→ EXERCISE AIM: Copy the listing from the line with "Please locate cloud" to the line with "[341,97,392,118]", substituting "localization system" for "detection system" and leaving everything else unchanged.

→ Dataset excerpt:
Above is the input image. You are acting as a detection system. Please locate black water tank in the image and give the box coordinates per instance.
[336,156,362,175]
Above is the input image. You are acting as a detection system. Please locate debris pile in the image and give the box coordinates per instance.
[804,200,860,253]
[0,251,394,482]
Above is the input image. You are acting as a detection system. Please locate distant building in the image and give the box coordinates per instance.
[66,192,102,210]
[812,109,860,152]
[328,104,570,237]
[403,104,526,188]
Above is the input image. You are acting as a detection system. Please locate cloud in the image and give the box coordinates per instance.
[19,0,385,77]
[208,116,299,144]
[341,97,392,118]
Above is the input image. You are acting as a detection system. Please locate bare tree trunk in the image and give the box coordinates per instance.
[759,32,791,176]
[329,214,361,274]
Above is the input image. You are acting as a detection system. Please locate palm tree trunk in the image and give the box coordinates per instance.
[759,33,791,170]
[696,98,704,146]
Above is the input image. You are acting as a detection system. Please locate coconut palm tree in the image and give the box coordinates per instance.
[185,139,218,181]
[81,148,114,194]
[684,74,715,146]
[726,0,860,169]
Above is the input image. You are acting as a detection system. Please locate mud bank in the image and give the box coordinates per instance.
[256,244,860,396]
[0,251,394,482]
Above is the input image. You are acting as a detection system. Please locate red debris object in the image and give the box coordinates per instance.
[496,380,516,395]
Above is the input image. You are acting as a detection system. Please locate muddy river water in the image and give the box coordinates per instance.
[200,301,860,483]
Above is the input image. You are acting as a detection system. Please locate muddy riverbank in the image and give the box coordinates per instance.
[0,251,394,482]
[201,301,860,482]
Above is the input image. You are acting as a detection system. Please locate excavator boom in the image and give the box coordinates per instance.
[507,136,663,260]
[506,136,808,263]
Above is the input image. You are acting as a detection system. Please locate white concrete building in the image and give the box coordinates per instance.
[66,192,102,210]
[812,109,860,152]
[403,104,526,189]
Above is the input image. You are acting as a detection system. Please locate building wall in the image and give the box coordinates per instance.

→ RESPONSE TO THIS EXERCISE:
Above is the input image. You are acting as a localization system. Please locate cloud in the image and give the box coordinates per instance.
[19,0,385,77]
[208,116,299,144]
[341,97,392,118]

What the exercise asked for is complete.